Soudan : fin de partie ? (LV 123)

La mort du président tunisien rappelle que la pression populaire peut changer le système. La victoire algérienne en football temporise le blocage de cette pression. Enfin, l’accord au Soudan donne l’illusion que le système est en train de changer : ce n’est probablement qu’une illusion, le régime dual mis en place permettant probablement la prolongation du système de pouvoir.

Le mois qui vient de se dérouler aura vu trois événements qui, en première approche, ont peu à voir : la victoire de l’Algérie à la coupe d’Afrique des nations (football), le décès du président tunisien Béji Caïd Essebsi et l’accord passé entre l’opposition et la junte au Soudan. Pourtant, ces trois événements sont liés par un point commun : celui de la pression de la rue sur un système politique qui a donné (Tunisie), donne (Soudan) ou donnera peut-être (Algérie) des résultats. Évoquons les deux cas extrêmes avant de revenir au cas soudanais, d’autant qu’il a des répercussions hors d’Afrique.

Le profit de la révolte du jasmin

La Tunisie a lancé en 2011 le mouvement des révoltes arabes (qu’on a improprement désignées de printemps arabes) qui a gagné, d’une façon ou d’une autre, bien des pays d’Afrique du Nord et du Proche- et Moyen-Orient (Libye, Égypte, Syrie, Yémen, Bahreïn). Huit ans plus tard, elle est la seule à avoir transformé l’essai politique et établi un système correspondant globalement aux souhaits initiaux. Partout ailleurs, les peuples ont retrouvé un pouvoir autoritaire ou subi une guerre civile.

Seule la Tunisie, malgré bien des déboires (violente crise économique, attentats djihadistes) a réussi. Le mérite en revient principalement à B. Essebsi, vieux cacique à la carrière politique débutée sous Bourguiba, qui a fini par trouver un accord avec le dirigeant du parti islamiste, M. Ghannouchi. Celui-ci parvint donc à installer son parti Ennahda au pouvoir en acceptant une Constitution laïque : nous avions signalé ce tournant en 2016 (LV 43).

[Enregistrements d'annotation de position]

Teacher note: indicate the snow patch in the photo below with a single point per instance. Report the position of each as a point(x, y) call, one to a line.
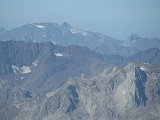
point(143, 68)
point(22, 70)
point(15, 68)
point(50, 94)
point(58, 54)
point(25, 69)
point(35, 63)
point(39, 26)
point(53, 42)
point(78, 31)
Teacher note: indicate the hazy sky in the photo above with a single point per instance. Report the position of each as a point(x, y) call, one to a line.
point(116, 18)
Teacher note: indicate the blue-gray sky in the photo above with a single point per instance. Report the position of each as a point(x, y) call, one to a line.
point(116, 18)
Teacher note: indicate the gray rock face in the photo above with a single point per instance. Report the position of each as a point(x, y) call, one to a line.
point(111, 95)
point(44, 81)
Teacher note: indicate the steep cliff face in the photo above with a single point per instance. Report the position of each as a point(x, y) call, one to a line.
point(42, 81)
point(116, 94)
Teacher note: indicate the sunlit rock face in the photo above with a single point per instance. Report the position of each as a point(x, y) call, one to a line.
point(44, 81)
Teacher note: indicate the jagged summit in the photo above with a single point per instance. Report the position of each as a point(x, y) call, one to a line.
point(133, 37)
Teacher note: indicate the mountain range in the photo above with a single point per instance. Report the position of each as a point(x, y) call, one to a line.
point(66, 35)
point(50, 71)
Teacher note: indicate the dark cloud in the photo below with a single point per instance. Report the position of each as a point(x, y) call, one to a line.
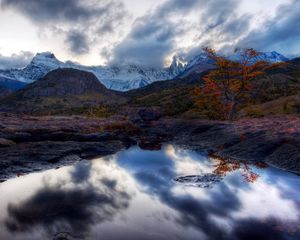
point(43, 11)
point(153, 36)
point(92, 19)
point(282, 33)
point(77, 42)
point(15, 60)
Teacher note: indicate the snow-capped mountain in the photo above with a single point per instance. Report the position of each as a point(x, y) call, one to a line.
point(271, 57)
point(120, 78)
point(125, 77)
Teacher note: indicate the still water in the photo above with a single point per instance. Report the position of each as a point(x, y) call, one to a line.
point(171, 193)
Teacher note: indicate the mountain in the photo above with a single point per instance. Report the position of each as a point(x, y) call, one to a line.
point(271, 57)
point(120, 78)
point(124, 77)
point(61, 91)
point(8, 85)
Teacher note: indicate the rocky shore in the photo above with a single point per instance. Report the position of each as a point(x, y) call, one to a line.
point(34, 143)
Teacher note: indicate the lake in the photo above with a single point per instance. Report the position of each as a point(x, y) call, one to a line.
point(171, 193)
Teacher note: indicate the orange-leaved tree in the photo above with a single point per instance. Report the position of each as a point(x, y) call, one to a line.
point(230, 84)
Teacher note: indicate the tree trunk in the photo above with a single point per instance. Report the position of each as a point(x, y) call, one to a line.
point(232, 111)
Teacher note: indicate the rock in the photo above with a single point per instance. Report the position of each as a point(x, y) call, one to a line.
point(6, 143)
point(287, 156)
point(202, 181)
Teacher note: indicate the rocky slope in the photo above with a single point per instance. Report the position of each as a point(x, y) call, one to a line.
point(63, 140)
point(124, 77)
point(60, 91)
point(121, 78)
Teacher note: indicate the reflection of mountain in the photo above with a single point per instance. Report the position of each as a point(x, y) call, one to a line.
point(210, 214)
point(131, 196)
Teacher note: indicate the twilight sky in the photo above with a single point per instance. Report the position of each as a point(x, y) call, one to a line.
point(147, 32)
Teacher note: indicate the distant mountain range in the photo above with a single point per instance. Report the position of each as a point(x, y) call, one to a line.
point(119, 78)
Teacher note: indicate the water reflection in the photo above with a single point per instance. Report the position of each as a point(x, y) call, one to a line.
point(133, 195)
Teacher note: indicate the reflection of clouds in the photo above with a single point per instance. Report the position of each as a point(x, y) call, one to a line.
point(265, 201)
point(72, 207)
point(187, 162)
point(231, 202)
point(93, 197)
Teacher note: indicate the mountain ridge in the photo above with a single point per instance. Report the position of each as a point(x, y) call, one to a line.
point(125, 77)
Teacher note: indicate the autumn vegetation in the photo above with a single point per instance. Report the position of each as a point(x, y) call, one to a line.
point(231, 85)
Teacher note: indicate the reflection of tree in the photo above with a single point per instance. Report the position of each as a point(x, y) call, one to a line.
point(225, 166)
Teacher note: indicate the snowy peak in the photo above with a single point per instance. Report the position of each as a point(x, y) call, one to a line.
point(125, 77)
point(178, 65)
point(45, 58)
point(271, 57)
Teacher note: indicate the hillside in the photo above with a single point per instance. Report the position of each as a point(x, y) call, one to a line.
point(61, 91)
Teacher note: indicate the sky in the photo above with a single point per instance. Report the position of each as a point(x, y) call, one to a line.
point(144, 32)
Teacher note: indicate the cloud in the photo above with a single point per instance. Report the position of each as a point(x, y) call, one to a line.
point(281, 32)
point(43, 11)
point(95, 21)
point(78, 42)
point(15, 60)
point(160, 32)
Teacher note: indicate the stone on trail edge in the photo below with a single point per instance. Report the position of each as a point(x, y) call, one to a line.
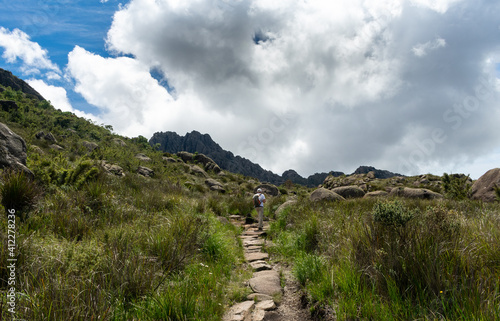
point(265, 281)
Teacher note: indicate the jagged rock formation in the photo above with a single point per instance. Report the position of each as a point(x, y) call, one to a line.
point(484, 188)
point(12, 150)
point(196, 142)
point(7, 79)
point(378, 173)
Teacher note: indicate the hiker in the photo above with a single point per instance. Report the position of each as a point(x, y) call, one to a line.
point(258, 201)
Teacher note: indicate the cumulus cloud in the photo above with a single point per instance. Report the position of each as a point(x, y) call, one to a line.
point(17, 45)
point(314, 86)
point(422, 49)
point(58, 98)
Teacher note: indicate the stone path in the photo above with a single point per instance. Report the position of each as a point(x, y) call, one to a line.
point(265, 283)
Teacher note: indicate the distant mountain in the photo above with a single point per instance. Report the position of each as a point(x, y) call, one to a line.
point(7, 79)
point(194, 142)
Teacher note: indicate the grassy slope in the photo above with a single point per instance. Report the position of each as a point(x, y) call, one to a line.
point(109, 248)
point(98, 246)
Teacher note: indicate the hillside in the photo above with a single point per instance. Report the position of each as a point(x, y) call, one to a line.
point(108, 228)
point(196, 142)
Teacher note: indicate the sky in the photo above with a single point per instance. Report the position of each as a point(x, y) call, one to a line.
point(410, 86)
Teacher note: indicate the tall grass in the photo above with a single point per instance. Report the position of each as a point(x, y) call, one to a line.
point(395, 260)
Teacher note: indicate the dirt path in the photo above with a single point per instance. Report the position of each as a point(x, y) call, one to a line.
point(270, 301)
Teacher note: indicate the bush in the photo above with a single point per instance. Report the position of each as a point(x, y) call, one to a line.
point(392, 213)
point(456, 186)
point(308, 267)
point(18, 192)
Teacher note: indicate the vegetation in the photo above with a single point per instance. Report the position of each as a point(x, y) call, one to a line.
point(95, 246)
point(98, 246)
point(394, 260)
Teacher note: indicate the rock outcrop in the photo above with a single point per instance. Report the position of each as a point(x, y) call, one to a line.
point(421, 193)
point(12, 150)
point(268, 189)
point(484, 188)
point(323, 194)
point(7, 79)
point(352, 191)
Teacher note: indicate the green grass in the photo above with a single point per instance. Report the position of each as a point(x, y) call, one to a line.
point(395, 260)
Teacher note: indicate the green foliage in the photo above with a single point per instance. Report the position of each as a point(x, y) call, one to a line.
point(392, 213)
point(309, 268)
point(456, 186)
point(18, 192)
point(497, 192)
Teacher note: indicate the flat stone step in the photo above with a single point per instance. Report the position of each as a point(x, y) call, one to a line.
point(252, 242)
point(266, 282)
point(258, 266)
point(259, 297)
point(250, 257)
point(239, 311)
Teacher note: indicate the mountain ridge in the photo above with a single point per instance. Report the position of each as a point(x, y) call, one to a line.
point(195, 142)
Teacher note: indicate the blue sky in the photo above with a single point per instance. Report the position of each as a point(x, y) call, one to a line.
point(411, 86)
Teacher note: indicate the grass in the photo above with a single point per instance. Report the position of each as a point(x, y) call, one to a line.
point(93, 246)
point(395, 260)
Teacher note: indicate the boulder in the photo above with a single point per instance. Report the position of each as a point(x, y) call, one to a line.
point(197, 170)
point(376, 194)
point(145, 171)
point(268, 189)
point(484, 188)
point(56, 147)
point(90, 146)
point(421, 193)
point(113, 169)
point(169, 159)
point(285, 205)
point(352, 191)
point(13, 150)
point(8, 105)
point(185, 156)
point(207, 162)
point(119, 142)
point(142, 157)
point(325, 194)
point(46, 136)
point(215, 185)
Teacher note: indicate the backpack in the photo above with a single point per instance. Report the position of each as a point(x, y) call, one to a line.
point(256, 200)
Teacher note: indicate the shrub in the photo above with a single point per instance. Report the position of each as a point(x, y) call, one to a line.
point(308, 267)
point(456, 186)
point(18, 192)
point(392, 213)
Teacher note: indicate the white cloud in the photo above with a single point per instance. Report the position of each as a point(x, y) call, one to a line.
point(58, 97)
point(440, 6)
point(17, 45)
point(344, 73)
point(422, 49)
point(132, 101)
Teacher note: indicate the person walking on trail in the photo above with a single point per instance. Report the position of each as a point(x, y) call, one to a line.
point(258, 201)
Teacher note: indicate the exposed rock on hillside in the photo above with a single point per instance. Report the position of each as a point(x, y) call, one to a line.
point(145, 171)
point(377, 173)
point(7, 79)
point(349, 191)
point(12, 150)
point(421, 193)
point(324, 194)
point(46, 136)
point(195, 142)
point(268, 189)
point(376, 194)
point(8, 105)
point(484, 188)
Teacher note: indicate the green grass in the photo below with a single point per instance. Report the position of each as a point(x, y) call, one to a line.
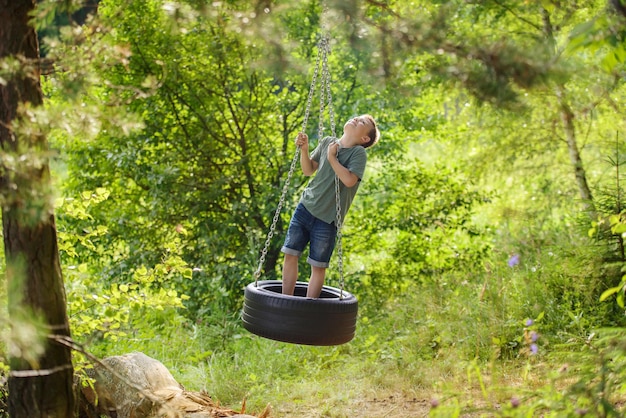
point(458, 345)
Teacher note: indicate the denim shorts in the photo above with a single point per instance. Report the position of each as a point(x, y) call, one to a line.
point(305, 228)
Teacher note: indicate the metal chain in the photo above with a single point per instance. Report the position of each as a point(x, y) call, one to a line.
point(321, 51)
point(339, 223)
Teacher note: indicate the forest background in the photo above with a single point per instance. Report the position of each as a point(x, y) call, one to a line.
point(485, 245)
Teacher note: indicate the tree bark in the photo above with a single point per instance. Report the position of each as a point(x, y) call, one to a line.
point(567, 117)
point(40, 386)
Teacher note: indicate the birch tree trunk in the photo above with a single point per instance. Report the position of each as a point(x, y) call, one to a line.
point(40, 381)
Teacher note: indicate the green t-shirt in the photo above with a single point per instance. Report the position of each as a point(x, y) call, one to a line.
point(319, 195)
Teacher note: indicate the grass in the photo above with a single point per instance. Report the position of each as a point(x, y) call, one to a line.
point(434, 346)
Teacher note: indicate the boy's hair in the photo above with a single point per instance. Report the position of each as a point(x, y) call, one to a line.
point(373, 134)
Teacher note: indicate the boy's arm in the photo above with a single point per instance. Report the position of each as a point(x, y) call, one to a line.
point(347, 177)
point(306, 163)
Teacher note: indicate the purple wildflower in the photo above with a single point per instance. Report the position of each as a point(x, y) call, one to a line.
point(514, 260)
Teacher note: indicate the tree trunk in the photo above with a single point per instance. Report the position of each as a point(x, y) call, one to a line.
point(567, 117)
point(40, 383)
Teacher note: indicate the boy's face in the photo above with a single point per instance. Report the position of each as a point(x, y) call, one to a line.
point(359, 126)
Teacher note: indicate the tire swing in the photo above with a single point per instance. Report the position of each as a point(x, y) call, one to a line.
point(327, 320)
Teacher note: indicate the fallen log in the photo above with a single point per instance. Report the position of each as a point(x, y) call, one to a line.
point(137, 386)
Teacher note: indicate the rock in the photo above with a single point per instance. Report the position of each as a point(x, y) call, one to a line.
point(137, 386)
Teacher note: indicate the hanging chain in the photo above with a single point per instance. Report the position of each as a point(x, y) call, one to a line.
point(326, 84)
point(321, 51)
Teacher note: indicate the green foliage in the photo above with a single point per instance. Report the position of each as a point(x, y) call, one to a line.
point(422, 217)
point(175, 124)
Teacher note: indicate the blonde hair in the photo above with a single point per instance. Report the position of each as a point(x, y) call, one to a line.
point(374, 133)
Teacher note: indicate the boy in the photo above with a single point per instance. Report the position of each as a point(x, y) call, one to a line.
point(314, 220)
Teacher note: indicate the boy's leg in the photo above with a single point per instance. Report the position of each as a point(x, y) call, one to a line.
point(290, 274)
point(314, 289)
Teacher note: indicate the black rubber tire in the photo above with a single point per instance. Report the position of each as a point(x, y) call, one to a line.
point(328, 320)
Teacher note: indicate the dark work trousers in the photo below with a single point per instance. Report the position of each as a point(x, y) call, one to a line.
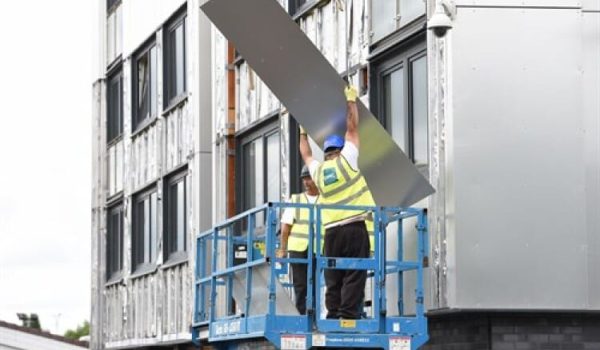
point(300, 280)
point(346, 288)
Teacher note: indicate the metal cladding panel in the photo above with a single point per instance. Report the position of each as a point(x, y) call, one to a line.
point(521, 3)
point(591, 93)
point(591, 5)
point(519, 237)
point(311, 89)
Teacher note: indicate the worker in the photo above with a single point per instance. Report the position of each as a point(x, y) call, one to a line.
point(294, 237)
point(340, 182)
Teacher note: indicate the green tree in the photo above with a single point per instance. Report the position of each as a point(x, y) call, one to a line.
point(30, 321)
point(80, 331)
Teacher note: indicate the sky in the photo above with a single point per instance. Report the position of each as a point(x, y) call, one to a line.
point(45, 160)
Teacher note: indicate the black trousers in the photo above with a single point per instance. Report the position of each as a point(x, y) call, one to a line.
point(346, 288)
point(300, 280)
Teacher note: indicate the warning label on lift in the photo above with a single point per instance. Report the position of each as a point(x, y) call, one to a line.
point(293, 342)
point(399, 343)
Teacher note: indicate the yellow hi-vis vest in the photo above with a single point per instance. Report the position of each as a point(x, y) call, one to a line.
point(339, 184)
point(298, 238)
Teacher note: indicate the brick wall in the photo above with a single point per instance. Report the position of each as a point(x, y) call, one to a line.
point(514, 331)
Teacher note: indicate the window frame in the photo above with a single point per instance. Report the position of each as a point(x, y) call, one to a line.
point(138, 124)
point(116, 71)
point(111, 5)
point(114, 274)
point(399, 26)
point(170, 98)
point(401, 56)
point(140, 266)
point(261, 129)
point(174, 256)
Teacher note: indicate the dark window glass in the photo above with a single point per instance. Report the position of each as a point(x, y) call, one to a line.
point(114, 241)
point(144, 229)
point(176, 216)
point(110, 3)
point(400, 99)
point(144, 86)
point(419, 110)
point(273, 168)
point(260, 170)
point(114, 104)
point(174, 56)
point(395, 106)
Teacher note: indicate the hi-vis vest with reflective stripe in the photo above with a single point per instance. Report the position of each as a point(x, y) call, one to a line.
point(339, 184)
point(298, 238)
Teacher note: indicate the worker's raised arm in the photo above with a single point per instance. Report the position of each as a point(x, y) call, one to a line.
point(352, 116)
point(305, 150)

*TRAVAIL À FAIRE:*
a) Dans le texte sur le Soudan, relevez les pays que la parenthèse donne comme gagnés par le mouvement des révoltes arabes.
b) Reprenez le texte sur le Soudan après sa dernière phrase et poursuivez-le.

*RÉPONSES AUX CONSIGNES:*
a) Libye, Égypte, Syrie, Yémen, Bahreïn.

b)
Cependant, le système politique ne suffit pas dans cet incertain Maghreb (LV 104) et l’on sentait une certaine exaspération de la population devant le manque de résultats économiques. Certes, le tourisme ou l’industrie commencent à repartir mais dès 2018, les manifestations se faisaient jour : nous évoquions à l’époque une saison 2 des révoltes (LV 86). La Tunisie paraît donc à un tournant où elle devra convertir l’avantage politique d’une certaine démocratie en un véritable succès économique. Les prochaines élections présidentielles y contribueront.

La langueur algérienne

La saison 2 des révoltes, repérée dès 2018, s’est poursuivie notamment en Algérie avec un Hirak (cf. DS n°11) qui a débuté en février dernier. Pourtant, rien ne se décide encore réellement. Certes, les arrestations pour corruption se succèdent, manière pour le pouvoir en place de donner sa manne hebdomadaire à la foule mais la situation paraît durablement bloquée, surtout dans le vide institutionnel dans lequel se trouve le pays. Si le ramadan permit au pays de reprendre son souffle, la victoire de football a donné un heureux dérivatif à la population fatiguée. Pourtant, ses effets ne dureront pas et on retrouvera le blocage actuel, alors que les conditions économiques s’essoufflent et que la tension politique risque de tourner en révolte économique et sociale. À la différence de ce qui s’est passé en Tunisie ou de ce qui se passe au Soudan, le pouvoir de fait (non de droit) joue la montre et l’épuisement. Stratégie aveugle et dangereuse, sous les apparences d’un conservatisme protecteur de tous.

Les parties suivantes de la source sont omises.